*TRECHO DE ORIGEM*.
··········

Com o avanço das leis, como a Lei 13.364/2016, que reconhece os animais como seres sencientes, e decisões judiciais que contemplam a guarda e a pensão para eles, o direito tem se adaptado à nova realidade, reconhecendo a importância afetiva dos animais nas famílias e protegendo seus direitos.
- O Reconhecimento da Família Multiespécies
A noção de família multiespécies reflete a evolução do conceito de família no direito brasileiro. A Constituição Federal de 1988 já reconhece a família como base da sociedade e, com o tempo, o Judiciário passou a interpretar essa concepção de forma mais inclusiva, abrangendo não apenas vínculos consanguíneos ou afetivos entre humanos, mas também as relações afetivas entre humanos e animais.

··········

*O QUE SE PEDE*.
**1)** Duplique, no texto sobre a família multiespécies, o trecho que vai de "Com o avanço" a "humanos e animais.", sem qualquer alteração.
**2)** Diga se cada afirmação a seguir concorda com o texto sobre a família multiespécies, respondendo sim ou não e citando literalmente as palavras que decidem: (a) A Constituição Federal de 1988 reconhece a família como base da sociedade. (b) O Judiciário passou a interpretar o conceito de família de forma mais restritiva. (c) Há decisões judiciais que tratam de guarda e pensão para animais.
**3)** Dê continuidade ao texto sobre a família multiespécies no direito brasileiro a partir do ponto em que ele termina.

*SEÇÃO DE DADOS*.
··········

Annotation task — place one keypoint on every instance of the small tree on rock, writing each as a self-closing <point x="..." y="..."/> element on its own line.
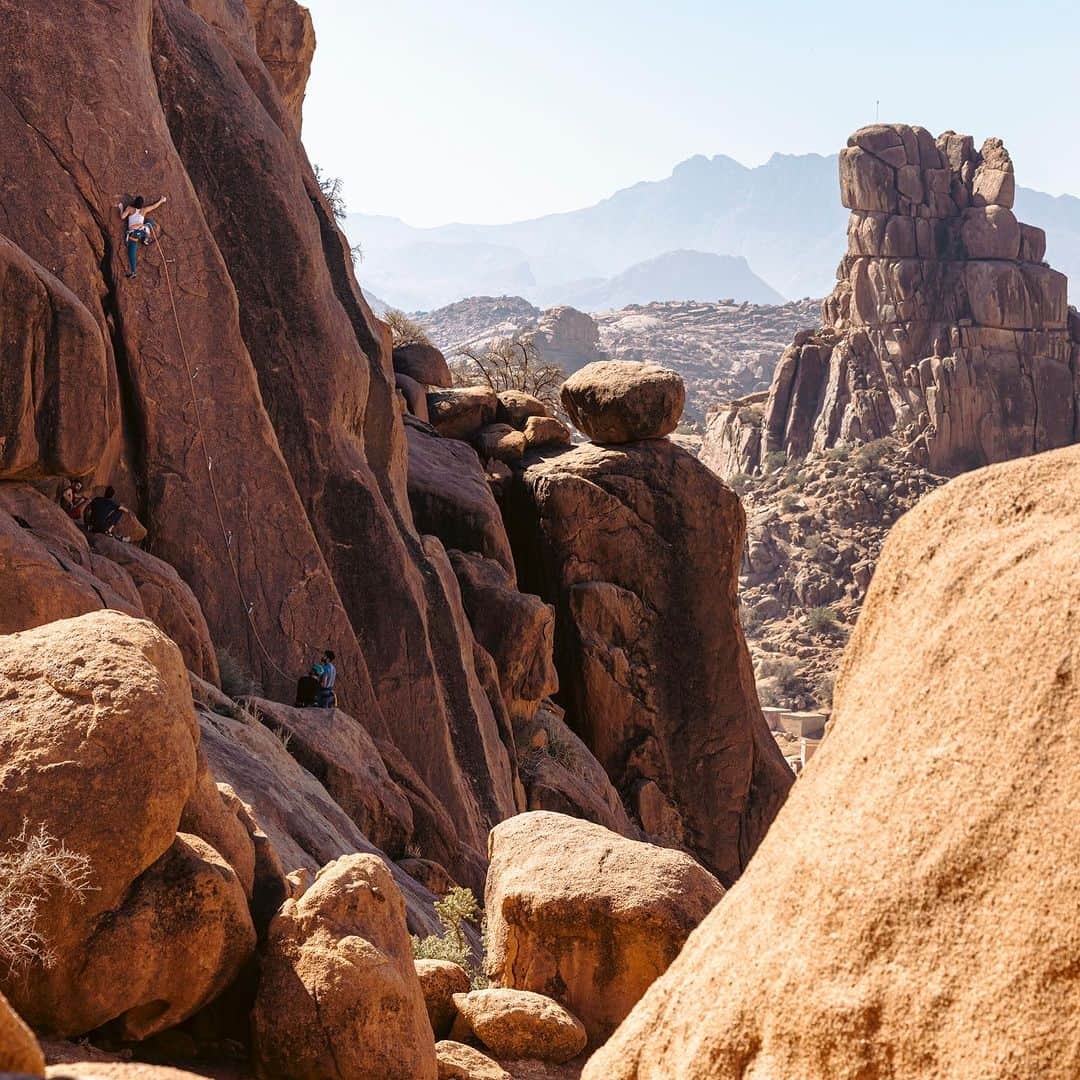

··········

*RESULTADOS FINAIS*.
**1)**
Com o avanço das leis, como a Lei 13.364/2016, que reconhece os animais como seres sencientes, e decisões judiciais que contemplam a guarda e a pensão para eles, o direito tem se adaptado à nova realidade, reconhecendo a importância afetiva dos animais nas famílias e protegendo seus direitos.
- O Reconhecimento da Família Multiespécies
A noção de família multiespécies reflete a evolução do conceito de família no direito brasileiro. A Constituição Federal de 1988 já reconhece a família como base da sociedade e, com o tempo, o Judiciário passou a interpretar essa concepção de forma mais inclusiva, abrangendo não apenas vínculos consanguíneos ou afetivos entre humanos, mas também as relações afetivas entre humanos e animais.

**2)**
(a) Sim: "A Constituição Federal de 1988 já reconhece a família como base da sociedade".
(b) Não: "o Judiciário passou a interpretar essa concepção de forma mais inclusiva".
(c) Sim: "decisões judiciais que contemplam a guarda e a pensão para eles".

**3)**
Deste modo, entre diversas outras modalidades, a relação familiar multiespécie foi reconhecida, conforme definido pelo IBDFAM – Instituto Brasileiro de Direito de Família, consequentemente trazendo diversos questionamentos sobre os reflexos desse entendimento nas demais esferas do judiciário.
- A Guarda Compartilhada de Animais
Em muitos casos, os Tribunais brasileiros têm começado a reconhecer o direito de guarda compartilhada de animais de estimação, aplicando as disposições referentes à guarda contidas no Código Civil, de forma analógica, para regulamentar a custódia de animais domésticos.
Assim como ocorre com filhos, a guarda dos pets pode ser dividida entre os ex-cônjuges, levando em consideração o melhor interesse do animal, seus hábitos e o vínculo que ele possui com cada um dos tutores. Embora a legislação ainda não tenha uma previsão específica para animais, decisões judiciais baseadas no Código Civil, que define o bem-estar do animal como uma questão de responsabilidade e cuidado, têm reconhecido essa modalidade.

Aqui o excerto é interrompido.